# WRITTEN TASK:
Please print all of the material below, word for word.

+---+

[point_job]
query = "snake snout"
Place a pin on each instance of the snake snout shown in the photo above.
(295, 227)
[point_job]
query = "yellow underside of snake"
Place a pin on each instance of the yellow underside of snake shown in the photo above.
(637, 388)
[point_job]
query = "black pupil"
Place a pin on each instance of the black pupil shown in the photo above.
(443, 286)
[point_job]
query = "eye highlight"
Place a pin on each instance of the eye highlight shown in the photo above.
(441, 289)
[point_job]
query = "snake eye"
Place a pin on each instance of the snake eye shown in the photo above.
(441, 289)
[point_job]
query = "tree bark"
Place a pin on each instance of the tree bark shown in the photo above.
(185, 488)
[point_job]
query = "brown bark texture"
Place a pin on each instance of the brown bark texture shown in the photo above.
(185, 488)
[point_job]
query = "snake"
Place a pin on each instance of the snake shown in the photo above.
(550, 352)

+---+

# ANSWER TO THE EXERCISE:
[point_job]
query = "snake snout"
Place a pin on each instance of the snake snout shown in the photo above.
(295, 227)
[point_job]
query = "yellow underside of snake"
Place a pin on each instance of the yellow underside of snake shown in the photo above.
(637, 388)
[point_job]
query = "black pupil"
Place a pin on each instance of the black pupil shown in the photo above.
(443, 286)
[point_job]
query = "eye highlight"
Place a pin on each instance of the eye highlight shown in the photo above.
(441, 289)
[point_job]
query = "snake eye"
Place a pin on each instance of the snake eye shown in the photo above.
(441, 289)
[point_job]
query = "tree bark"
Place a pin on each instance of the tree bark shown in the photo above.
(185, 488)
[point_job]
query = "brown bark texture"
Place a pin on each instance of the brown bark texture shown in the photo above.
(185, 488)
[point_job]
query = "snake"
Place a pin on each instance of the snake shown in the photo above.
(550, 352)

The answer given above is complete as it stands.